→ **DIRECTIONS**
Reproduce the following data verbatim, line for line.
— BEGIN —
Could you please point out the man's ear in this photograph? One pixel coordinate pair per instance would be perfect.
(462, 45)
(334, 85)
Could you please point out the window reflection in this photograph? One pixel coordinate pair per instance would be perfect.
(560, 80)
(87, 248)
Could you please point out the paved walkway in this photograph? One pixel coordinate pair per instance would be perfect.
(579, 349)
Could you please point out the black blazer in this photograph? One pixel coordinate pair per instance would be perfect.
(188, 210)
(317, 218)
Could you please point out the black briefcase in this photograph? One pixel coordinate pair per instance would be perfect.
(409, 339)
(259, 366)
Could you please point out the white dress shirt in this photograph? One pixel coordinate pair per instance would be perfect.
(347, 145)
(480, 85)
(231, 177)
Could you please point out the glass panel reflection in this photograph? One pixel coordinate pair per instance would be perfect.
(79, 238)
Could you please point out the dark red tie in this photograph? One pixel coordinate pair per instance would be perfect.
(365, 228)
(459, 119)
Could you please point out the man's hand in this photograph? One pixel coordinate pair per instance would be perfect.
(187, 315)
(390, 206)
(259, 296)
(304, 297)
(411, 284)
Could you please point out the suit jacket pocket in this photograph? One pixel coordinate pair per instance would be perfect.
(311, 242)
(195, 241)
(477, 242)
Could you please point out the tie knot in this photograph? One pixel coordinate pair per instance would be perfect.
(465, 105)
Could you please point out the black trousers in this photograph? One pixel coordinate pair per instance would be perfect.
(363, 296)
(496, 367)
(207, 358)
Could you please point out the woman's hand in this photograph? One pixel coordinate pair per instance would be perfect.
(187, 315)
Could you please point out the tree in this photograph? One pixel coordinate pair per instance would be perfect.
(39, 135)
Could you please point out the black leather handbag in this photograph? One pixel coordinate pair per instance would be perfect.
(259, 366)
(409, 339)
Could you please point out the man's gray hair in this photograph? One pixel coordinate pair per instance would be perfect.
— END —
→ **COMPLETED TASK**
Could you please point out the man's ear in this photograph? One pixel coordinate pair per instance would be perfect.
(462, 45)
(334, 85)
Could you please point out the window reflection in this photograph? One pixel coordinate pair per instance would be perfect.
(560, 80)
(87, 248)
Could you please point out the paved walkway in this photograph? One pixel coordinate pair per instance would be perfect.
(579, 349)
Could you please point out the black blazer in this photograph? One pixel coordinate pair per instance would be perfect.
(188, 210)
(317, 218)
Could you please point out the black briefcase in this photograph? One pixel coordinate pair per instance would be perfect.
(409, 339)
(259, 366)
Could you please point out the white dress shirt in this photograph? One pixel coordinate pair per instance would be perfect.
(347, 145)
(480, 85)
(231, 177)
Could you please point out the glass panel reflection in this photograph? One pixel coordinate pair per instance would be perfect.
(79, 238)
Could you please point out the dark red tie in this photograph? One pixel coordinate pair per instance would be perfect.
(365, 228)
(459, 119)
Could you please point out the man's hand in this photograph? One pixel coordinate pair per instance would be perfect.
(187, 315)
(390, 206)
(259, 296)
(304, 297)
(411, 284)
Could you please point out the suit jacket pocket in this photograph? One pixel coordinate pair per instance would be perfect.
(311, 242)
(195, 241)
(477, 242)
Could you please point out the tie knot in this photograph? One pixel coordinate pair per instance would be perfect.
(465, 105)
Could you please point out the black trousers in this photograph? One pixel coordinate pair per instance would be perfect.
(363, 296)
(496, 367)
(207, 358)
Could you please point out the woman's hand in this photograph? One pixel coordinate pair per instance would be perfect.
(187, 315)
Could you please point out the tree in this photograph? One pixel coordinate pair per instance would be perfect.
(39, 135)
Could you please point out the black leather handbag in this photograph? One pixel coordinate pair per instance would be perfect.
(259, 366)
(409, 339)
Could you please point out the man's gray hair in this photograph? One pixel coordinate pair per instance would be perfect.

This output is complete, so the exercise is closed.